▶ **PROMPT**:
Tally the lines of the data below that contain the string "wing", with case counting. Reply with the number alone.

▶ **EXERCISE INPUT**:
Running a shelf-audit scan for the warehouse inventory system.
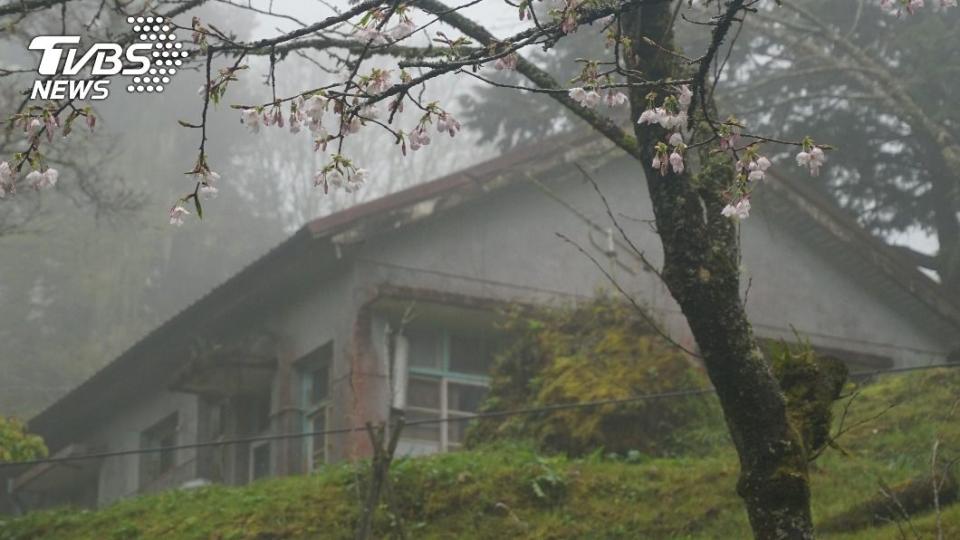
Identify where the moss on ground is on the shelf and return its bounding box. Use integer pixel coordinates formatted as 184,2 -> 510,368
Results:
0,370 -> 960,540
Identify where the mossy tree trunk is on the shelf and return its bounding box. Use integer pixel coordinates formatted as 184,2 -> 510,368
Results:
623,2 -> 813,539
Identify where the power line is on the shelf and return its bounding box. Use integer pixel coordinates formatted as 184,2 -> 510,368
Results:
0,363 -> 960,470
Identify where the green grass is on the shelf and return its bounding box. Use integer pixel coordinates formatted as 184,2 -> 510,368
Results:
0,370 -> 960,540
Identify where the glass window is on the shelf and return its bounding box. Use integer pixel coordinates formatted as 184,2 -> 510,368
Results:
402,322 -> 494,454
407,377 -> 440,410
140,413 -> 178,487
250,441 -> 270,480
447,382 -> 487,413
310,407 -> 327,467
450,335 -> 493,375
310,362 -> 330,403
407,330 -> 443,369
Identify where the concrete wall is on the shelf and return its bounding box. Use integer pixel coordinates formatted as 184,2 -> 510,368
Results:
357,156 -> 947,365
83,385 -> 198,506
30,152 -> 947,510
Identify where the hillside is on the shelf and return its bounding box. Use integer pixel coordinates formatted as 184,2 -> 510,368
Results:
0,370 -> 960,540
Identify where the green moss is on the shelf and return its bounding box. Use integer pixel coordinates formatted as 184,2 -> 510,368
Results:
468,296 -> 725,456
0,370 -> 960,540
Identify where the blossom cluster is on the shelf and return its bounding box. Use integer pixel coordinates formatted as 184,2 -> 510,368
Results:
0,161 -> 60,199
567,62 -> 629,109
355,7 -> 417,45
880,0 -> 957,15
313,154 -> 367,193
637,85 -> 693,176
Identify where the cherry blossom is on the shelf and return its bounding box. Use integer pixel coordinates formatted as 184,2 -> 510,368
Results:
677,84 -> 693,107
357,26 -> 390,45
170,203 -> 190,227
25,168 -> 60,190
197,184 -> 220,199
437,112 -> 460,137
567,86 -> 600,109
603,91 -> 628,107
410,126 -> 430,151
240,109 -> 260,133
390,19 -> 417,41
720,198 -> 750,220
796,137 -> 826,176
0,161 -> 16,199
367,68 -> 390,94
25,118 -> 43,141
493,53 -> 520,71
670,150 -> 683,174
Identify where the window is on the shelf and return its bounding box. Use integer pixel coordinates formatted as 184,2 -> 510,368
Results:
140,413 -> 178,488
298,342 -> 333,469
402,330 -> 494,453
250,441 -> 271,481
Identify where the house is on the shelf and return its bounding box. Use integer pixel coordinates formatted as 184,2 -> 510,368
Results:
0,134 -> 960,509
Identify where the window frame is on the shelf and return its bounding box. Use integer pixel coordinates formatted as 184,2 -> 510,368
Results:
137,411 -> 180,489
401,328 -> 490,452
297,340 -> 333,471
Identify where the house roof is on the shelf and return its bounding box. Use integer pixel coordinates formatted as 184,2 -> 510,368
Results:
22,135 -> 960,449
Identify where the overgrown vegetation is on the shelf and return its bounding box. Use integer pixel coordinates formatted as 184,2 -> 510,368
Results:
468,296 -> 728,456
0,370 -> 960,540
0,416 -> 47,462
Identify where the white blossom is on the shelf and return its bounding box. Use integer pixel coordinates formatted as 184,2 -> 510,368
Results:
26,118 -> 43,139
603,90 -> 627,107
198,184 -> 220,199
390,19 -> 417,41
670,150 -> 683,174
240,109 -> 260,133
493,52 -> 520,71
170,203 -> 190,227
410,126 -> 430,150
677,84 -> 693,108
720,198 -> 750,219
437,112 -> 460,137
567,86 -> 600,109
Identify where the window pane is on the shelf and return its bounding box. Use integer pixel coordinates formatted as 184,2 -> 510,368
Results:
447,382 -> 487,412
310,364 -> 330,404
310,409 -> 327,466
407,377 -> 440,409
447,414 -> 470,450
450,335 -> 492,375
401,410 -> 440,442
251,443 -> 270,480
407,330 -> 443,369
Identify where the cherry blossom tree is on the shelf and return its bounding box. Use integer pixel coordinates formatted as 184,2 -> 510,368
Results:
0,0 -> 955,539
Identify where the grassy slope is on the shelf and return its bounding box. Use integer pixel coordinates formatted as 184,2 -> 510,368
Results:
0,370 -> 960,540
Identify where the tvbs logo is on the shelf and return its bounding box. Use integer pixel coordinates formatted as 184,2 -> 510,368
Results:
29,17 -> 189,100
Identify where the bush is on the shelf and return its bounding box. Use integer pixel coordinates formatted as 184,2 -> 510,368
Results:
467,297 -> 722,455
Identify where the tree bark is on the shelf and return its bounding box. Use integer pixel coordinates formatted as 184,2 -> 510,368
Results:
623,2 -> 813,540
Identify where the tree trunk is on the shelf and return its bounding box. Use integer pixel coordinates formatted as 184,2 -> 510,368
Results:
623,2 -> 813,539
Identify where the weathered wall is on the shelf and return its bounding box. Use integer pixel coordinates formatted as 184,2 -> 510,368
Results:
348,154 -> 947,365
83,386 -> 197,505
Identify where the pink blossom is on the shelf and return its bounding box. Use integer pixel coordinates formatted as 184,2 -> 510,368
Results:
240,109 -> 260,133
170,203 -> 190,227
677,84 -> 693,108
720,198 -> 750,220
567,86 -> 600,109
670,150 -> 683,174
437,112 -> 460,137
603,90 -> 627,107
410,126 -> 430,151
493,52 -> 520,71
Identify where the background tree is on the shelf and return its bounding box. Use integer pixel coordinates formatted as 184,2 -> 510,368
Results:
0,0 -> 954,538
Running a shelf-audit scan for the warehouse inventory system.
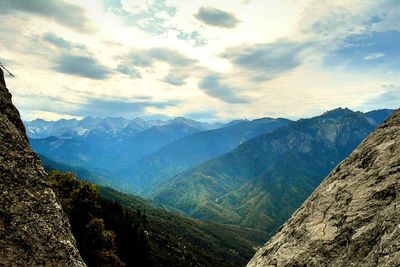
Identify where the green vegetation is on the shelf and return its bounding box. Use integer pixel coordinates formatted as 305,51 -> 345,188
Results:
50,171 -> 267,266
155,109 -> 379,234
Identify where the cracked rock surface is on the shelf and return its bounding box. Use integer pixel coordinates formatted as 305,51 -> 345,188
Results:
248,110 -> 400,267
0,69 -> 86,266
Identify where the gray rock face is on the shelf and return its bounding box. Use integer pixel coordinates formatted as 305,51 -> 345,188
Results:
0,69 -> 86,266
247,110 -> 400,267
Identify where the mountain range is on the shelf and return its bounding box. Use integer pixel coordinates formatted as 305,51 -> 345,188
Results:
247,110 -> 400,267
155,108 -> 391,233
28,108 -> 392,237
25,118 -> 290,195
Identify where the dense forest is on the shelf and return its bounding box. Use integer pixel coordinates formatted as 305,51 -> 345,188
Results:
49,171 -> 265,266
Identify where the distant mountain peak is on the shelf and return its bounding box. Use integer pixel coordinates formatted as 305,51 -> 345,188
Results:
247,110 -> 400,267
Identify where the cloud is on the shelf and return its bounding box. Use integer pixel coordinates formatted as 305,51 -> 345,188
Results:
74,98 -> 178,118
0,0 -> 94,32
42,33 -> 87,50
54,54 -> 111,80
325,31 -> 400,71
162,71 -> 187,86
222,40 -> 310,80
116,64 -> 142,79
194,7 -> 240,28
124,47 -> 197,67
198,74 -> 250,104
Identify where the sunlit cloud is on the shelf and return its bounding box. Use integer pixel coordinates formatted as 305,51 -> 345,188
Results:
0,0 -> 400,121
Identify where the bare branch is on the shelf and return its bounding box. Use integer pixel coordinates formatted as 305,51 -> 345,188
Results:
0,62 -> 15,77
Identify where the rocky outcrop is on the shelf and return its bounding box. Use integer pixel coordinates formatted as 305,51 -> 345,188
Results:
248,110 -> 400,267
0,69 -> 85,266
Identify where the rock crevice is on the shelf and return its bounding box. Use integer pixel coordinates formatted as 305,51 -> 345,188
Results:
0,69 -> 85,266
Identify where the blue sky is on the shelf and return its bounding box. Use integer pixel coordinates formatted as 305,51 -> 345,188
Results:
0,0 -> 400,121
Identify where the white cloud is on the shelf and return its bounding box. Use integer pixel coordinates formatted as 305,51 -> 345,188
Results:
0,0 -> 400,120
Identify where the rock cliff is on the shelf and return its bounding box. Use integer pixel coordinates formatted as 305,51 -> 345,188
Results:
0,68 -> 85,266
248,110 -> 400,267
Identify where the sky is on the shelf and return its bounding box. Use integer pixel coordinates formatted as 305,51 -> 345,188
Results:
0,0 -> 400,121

...

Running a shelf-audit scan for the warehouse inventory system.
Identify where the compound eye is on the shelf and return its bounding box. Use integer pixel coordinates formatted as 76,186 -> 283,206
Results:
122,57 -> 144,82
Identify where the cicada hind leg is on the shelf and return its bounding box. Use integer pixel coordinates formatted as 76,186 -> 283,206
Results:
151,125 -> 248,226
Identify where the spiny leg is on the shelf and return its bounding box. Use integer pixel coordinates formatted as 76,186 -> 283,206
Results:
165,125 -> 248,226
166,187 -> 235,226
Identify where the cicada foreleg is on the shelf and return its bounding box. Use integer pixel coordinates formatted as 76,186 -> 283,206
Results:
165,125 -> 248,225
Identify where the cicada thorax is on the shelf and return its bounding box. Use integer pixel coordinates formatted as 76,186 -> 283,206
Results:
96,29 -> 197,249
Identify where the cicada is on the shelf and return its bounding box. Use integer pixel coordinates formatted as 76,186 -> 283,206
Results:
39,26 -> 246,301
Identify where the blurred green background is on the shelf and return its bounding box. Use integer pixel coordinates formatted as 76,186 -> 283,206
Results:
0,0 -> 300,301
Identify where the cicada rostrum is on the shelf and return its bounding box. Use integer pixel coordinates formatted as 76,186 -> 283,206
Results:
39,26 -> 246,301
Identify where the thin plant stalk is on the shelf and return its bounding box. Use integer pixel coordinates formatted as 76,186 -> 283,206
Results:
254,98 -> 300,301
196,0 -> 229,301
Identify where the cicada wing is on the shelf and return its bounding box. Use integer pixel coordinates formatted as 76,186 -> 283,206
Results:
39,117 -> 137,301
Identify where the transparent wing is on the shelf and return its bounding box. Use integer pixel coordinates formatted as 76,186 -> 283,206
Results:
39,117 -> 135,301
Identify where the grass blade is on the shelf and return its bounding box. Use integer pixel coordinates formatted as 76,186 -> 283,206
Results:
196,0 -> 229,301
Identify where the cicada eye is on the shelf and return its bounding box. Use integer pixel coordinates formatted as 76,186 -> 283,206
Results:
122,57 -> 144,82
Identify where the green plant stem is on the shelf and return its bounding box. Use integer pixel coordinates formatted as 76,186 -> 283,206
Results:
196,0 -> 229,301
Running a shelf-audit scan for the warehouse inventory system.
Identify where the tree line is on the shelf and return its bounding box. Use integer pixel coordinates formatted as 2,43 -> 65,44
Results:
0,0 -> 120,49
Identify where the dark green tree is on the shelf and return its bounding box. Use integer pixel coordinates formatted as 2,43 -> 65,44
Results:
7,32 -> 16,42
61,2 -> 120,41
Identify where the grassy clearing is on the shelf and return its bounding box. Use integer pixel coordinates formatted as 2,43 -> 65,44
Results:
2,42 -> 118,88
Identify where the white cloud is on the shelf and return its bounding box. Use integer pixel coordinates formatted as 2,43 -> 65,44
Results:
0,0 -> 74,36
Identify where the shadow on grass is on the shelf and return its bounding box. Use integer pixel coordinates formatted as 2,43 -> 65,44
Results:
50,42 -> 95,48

▶ **ANSWER TO THE EXERCISE**:
2